WORK REQUIRED: Continue the article below on foods you should never give your dog, picking up right after its final sentence.

Foods You should Never Give to Your Dog

Dogs are mealtime opportunists. You’re finishing your dinner, and Sparky thinks it’s his turn to chow down on whatever table scraps are left on your plate. Or you’re grabbing a quick snack, and you look down to see Spot looking up at you with those big, begging eyes. When it comes to snagging a bite, there’s no bad handout in your dog’s opinion. However, there are some foods that shouldn’t become treats for your dog, no matter how much they beg.

Some foods that are even considered healthy for humans can be downright toxic when they’re ingested by your dog. Others won’t be deadly, but can still cause some serious discomfort for your canine. The best thing is to stick with the dog food your veterinarian recommends for your pet, but it’s natural to want to give treats every now and then. That’s well and fine, as long as you avoid using these foods.

What to do if your dog eats these foods

If you come home to find that Fido raided the pantry, or you accidentally give your dog one of these snacks without thinking about it, make sure you seek expert advice.

Dataset entries:

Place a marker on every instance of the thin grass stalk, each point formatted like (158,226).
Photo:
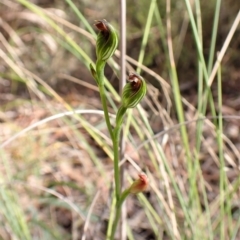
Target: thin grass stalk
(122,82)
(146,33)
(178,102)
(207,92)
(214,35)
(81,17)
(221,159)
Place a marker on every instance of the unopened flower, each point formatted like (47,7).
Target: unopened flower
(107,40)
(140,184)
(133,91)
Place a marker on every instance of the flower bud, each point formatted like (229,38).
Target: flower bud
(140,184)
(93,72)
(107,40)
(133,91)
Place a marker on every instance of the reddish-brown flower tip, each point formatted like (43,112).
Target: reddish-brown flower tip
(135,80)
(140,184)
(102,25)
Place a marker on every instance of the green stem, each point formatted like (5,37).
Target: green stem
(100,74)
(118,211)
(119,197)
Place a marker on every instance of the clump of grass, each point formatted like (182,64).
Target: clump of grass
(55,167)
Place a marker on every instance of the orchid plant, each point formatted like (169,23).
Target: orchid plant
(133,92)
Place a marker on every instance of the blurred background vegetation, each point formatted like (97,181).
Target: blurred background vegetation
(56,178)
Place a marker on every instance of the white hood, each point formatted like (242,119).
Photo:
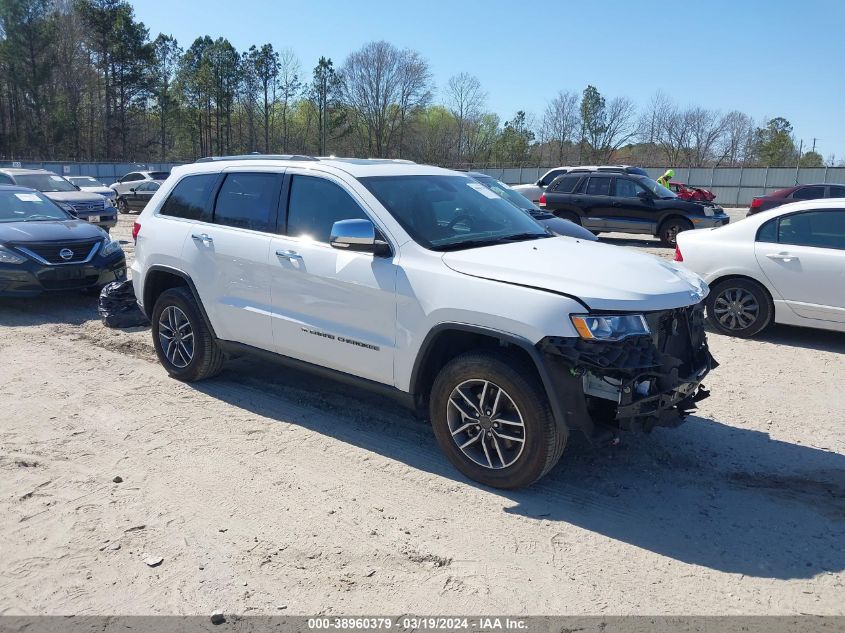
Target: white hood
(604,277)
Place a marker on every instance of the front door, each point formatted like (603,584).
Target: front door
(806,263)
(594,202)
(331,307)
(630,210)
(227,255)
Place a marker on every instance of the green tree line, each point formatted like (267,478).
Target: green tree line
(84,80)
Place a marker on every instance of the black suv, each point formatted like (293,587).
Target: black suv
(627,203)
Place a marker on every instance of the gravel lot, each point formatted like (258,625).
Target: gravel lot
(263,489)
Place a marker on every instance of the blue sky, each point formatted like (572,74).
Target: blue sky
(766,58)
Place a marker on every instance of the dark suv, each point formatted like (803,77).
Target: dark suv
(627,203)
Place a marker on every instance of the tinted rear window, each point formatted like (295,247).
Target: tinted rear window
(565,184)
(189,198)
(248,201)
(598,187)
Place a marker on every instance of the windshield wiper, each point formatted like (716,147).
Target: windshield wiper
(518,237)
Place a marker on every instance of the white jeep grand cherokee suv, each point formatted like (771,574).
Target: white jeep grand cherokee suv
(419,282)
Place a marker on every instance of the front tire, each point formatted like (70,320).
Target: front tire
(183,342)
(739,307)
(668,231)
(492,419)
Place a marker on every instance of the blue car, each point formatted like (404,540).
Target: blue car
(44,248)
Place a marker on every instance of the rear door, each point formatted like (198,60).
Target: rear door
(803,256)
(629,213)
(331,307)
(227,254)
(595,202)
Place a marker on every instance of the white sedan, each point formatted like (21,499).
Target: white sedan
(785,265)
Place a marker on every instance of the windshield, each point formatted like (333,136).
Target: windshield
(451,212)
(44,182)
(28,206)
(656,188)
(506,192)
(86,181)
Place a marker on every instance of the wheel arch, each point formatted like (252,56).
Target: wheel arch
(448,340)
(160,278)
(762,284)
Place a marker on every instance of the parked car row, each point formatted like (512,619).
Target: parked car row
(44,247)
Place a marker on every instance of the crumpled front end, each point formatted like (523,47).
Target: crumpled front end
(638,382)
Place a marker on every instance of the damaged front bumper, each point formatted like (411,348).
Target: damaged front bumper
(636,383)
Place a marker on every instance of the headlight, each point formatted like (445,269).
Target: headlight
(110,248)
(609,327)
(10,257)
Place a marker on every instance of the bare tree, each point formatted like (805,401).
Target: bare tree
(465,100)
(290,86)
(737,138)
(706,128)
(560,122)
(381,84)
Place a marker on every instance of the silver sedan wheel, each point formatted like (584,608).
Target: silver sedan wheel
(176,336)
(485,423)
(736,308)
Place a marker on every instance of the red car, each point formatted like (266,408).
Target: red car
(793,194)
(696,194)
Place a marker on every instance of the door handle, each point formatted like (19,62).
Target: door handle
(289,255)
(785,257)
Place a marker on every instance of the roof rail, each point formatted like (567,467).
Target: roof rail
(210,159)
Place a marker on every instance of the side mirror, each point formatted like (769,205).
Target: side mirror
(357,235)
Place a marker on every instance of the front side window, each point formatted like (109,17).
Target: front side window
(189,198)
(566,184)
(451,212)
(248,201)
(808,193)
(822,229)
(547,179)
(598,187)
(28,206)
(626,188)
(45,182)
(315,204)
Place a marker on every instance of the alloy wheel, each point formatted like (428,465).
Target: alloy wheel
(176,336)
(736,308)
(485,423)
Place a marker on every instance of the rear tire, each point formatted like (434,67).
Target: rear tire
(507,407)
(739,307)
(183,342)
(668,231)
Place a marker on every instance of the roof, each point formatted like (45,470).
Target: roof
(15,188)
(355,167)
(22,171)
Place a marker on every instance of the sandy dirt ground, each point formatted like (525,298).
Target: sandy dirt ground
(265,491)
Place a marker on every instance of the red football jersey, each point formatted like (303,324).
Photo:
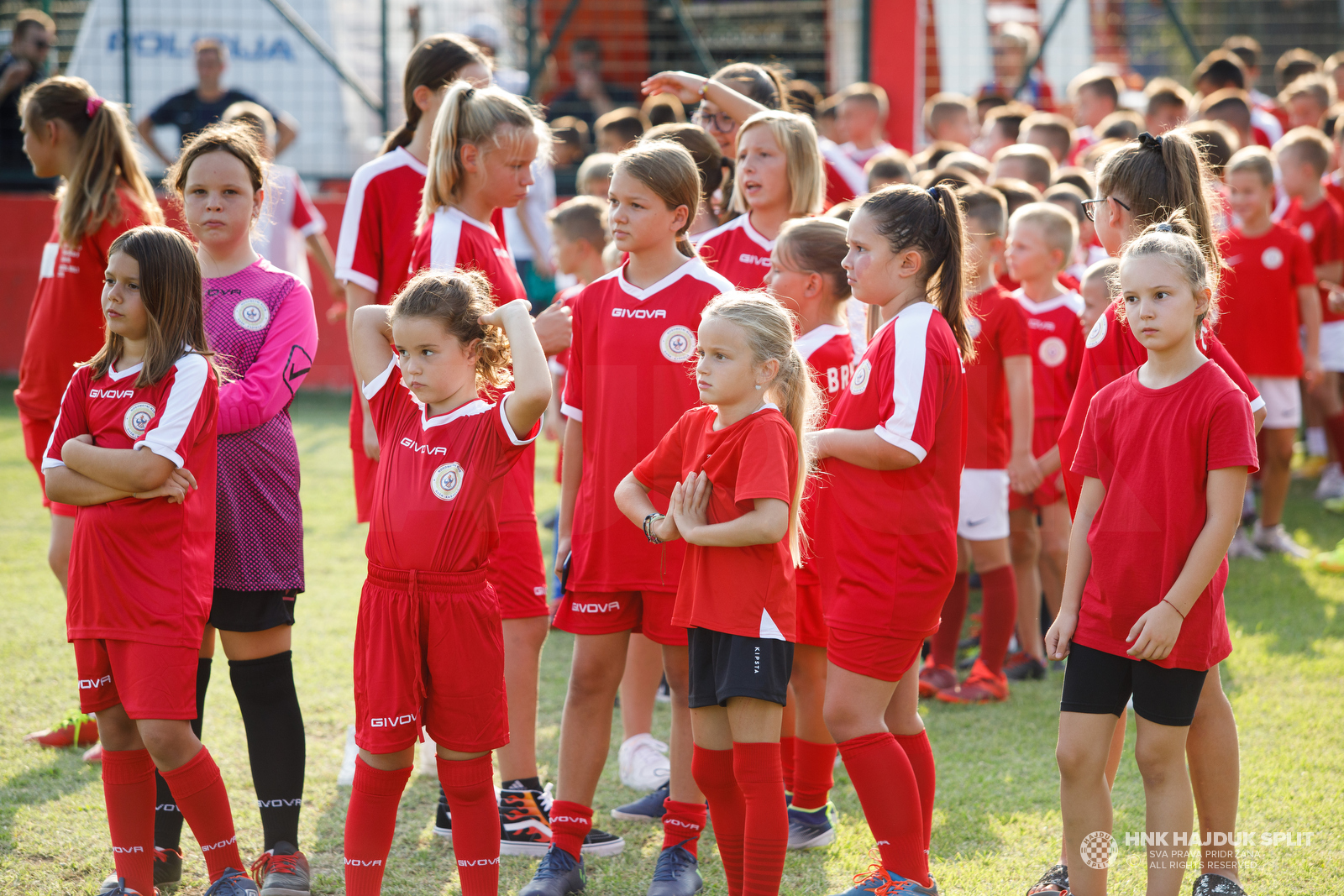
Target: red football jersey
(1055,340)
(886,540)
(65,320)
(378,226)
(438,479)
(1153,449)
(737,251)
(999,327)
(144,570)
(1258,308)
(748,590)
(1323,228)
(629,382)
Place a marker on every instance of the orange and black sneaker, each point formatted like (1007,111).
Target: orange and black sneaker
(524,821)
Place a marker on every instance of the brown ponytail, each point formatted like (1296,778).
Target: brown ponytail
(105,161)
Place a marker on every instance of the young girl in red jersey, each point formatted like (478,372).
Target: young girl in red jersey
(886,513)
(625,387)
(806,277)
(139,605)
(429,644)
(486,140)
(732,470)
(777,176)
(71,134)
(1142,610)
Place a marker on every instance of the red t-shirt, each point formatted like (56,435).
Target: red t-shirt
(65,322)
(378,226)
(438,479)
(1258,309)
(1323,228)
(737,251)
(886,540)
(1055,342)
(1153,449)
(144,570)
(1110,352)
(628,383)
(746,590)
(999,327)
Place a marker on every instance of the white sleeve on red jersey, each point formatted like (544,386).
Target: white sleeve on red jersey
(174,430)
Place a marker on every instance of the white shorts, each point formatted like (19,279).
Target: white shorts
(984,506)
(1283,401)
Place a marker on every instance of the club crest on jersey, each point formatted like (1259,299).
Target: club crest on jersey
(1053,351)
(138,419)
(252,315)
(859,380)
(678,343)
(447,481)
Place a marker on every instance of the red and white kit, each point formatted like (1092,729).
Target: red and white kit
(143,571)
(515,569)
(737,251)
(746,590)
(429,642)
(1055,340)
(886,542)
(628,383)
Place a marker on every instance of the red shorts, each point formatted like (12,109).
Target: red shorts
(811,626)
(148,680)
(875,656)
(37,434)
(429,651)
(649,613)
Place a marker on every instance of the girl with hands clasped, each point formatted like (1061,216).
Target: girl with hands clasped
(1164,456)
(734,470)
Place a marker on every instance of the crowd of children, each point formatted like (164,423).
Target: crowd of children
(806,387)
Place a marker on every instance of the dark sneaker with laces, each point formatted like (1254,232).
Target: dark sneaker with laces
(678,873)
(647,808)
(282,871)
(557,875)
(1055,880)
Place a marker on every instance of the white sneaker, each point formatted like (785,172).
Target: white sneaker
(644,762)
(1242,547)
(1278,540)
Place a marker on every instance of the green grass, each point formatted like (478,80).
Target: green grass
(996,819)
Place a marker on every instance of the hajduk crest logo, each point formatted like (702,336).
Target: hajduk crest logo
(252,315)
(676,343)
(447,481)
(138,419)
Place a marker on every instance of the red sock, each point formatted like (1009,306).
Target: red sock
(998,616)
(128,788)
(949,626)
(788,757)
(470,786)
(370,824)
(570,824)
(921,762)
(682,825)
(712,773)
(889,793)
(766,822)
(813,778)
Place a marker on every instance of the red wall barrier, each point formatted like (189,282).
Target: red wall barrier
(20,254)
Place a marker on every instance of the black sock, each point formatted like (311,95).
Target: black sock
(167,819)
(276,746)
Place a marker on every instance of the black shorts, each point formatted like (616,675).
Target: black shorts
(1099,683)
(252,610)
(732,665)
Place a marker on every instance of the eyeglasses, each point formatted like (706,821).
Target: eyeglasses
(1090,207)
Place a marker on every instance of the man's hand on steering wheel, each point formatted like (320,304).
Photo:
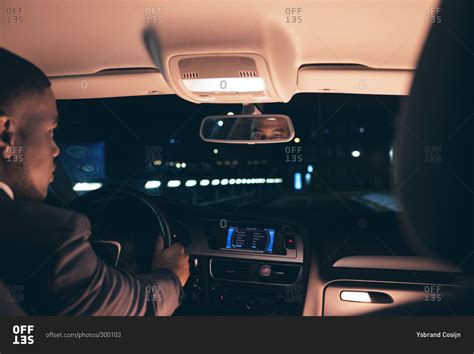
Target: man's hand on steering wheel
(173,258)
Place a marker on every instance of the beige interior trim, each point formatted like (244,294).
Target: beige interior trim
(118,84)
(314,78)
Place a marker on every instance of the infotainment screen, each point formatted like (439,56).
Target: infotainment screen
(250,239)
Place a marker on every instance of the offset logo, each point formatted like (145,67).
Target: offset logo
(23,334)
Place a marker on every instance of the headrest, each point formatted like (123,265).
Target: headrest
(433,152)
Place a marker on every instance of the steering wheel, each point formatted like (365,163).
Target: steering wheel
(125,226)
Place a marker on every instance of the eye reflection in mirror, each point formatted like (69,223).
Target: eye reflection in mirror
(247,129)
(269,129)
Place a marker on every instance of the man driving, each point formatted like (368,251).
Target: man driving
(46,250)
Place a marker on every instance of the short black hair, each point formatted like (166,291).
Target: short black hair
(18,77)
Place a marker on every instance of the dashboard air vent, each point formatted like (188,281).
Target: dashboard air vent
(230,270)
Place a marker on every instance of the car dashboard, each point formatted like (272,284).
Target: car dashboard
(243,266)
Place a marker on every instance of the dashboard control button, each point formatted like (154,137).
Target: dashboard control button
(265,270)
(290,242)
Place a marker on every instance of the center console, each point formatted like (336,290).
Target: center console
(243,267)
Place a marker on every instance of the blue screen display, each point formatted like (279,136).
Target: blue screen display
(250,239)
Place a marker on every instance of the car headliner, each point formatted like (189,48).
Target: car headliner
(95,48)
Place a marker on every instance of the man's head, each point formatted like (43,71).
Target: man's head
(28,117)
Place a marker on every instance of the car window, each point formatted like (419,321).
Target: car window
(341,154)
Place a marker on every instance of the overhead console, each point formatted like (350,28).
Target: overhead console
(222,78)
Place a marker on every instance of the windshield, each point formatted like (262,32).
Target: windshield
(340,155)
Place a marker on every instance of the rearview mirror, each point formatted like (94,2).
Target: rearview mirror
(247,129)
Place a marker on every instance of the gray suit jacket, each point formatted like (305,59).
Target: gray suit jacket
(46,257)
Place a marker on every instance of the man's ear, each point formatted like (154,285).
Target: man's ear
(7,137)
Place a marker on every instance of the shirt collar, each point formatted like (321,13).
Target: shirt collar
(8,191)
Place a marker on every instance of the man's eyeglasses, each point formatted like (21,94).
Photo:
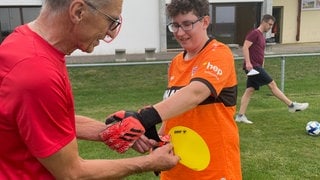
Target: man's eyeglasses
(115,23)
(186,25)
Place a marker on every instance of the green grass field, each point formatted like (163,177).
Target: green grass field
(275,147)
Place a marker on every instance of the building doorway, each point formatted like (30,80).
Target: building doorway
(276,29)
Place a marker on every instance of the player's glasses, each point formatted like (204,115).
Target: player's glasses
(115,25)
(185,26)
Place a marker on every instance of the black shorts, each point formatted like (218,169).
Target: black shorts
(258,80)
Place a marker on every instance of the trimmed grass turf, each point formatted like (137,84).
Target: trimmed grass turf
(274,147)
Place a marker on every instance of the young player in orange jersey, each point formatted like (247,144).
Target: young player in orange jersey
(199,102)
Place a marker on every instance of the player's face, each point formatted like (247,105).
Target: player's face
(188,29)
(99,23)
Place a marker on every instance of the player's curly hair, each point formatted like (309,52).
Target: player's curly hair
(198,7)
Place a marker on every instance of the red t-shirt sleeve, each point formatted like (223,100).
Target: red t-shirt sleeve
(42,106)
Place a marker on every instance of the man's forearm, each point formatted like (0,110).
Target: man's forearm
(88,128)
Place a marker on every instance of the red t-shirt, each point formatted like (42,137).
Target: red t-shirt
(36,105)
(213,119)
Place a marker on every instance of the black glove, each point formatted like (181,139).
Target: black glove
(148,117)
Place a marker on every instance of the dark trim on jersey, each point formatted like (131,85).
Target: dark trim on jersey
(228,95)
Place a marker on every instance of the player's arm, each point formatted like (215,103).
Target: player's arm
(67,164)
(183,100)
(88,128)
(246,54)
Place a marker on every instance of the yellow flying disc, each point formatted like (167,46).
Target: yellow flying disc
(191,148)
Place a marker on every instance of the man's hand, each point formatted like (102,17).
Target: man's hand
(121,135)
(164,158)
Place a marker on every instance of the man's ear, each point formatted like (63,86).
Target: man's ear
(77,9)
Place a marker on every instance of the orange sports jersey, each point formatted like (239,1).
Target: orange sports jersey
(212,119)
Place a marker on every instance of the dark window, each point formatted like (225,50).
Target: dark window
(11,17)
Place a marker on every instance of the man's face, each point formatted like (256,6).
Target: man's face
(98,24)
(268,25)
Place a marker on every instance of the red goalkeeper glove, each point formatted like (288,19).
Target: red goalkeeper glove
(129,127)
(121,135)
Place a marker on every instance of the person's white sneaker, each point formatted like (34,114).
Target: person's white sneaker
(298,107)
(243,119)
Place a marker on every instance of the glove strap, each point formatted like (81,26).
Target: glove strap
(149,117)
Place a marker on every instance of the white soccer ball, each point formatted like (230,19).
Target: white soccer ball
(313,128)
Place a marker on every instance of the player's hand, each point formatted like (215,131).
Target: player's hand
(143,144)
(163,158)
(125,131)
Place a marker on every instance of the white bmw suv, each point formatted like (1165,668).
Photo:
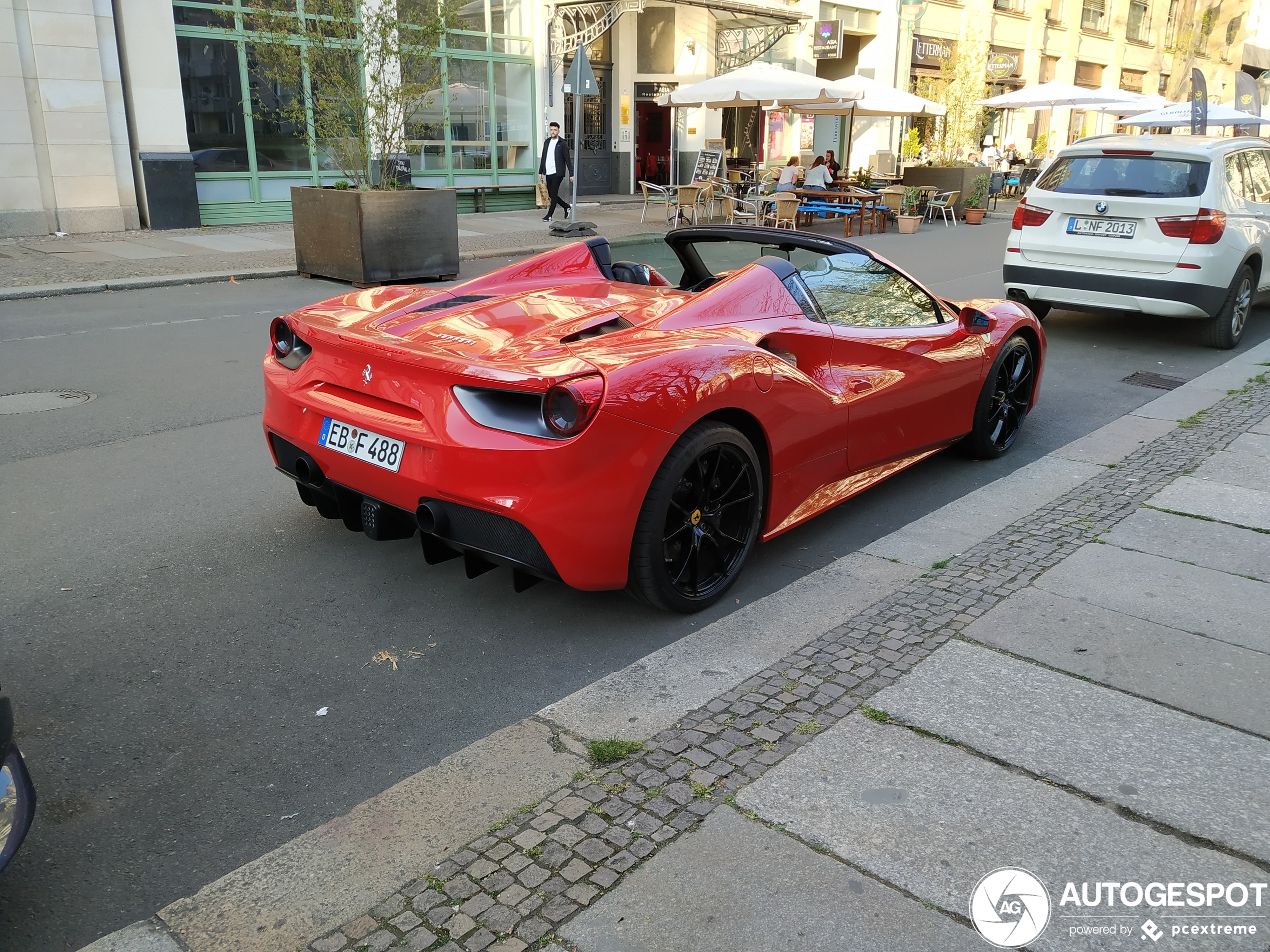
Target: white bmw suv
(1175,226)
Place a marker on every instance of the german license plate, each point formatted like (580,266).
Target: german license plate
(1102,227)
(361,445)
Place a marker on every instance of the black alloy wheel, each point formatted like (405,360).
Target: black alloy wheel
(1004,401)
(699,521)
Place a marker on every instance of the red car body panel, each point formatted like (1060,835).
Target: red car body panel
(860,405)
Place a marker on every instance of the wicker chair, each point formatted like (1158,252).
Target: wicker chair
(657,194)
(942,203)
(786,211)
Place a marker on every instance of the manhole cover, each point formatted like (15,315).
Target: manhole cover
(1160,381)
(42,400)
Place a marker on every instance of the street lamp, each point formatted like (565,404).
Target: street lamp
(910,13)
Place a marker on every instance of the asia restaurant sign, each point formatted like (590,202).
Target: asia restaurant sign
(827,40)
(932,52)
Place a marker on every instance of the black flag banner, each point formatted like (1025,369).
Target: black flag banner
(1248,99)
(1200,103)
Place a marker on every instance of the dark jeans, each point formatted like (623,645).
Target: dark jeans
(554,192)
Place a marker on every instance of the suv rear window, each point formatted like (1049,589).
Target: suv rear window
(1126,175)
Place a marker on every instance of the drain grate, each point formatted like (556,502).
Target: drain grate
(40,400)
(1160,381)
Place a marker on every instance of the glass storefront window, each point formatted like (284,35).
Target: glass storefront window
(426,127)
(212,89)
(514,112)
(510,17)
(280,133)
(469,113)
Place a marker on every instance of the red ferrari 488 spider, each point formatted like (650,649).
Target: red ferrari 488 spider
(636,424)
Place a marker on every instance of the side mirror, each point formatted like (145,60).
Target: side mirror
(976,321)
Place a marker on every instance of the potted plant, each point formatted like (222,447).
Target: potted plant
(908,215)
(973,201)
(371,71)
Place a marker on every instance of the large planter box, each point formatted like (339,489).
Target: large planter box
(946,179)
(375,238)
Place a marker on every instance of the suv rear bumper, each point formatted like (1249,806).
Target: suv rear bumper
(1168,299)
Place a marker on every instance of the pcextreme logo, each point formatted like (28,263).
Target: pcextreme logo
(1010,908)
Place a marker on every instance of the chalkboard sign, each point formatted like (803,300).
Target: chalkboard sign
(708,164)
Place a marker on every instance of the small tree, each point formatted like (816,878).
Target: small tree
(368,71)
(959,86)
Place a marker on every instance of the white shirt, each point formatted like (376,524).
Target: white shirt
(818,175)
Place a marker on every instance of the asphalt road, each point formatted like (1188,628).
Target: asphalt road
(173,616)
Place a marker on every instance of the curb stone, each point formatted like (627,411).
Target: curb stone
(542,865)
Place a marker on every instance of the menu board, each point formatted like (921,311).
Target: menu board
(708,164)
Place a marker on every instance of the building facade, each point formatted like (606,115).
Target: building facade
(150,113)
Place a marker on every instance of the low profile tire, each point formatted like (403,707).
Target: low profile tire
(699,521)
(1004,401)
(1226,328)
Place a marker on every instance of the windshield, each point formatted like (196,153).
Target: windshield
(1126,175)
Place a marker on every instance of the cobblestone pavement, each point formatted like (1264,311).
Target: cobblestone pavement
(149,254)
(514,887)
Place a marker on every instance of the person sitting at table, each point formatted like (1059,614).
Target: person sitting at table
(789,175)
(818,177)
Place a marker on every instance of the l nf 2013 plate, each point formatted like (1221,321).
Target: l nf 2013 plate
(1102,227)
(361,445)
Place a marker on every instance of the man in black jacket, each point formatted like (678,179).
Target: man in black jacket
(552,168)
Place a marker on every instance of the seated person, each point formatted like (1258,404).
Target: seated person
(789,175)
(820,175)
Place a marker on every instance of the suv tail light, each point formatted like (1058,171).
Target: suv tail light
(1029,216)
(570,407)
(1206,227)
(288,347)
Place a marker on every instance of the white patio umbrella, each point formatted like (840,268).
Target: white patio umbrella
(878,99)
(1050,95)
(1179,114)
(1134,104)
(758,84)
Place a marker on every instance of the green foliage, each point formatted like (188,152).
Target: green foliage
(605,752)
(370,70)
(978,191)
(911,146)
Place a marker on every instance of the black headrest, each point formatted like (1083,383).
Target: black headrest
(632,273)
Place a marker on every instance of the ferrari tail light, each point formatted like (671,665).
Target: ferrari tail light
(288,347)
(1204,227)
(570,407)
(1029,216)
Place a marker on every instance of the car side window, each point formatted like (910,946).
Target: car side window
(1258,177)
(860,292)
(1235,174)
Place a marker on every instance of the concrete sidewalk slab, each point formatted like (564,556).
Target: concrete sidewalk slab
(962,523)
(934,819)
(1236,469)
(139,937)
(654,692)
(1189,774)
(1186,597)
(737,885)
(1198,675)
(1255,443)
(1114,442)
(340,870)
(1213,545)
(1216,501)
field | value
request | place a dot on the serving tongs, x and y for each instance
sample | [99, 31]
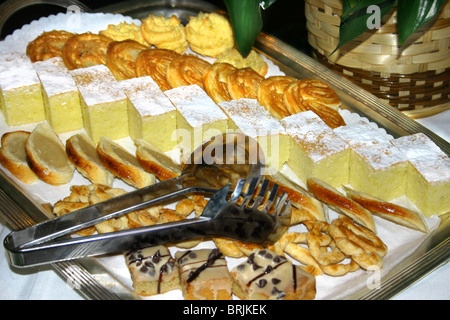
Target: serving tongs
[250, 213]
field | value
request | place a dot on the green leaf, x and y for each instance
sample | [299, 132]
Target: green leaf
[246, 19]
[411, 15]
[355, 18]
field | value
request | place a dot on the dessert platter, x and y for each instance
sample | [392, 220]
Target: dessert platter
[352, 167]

REPLY TO THE EXERCISE:
1. Onions and garlic

If you use any form of garlic and onion in your meals, save the leftovers for your own lunch instead of sharing them with your dog. Garlic, onions, and leeks are part of the allium plant family, which can break down red blood cells in canines. This can cause your dog to become anemic, explains Justine Lee, a Diplomate of the American College of Veterinary Emergency and Critical Care.

Garlic in particular is five times more toxic to dogs than the other allium plants, but even the onion powder found in baby food can cause an issue, WebMD reports. Eating large amounts of raw garlic and onions is particularly concerning, but smaller amounts over a consistent amount of time can also cause issues. Symptoms of anemia in your dog can include weakness, vomiting, little interest in food, and breathlessness, among others.

2. Peaches, plums, and persimmons

Who knew so many fruits were a bad idea to feed to your dog? It’s unlikely a dog would start chomping on one of these fruits on their own, but if you live in an area with peach and plum trees, it’s best to pay careful attention. The fruit itself isn’t the issue — it’s the pits inside that cause damage.

Most obviously, the pits can cause intestinal blockages that can turn serious. However, the pits also contain cyanide, which is toxic to humans and pets alike. Humans know to not take a bite out of the pit, while your dog might continue chowing down. In addition, persimmon seeds can cause inflammation in the intestines, adding to your dog’s discomfort.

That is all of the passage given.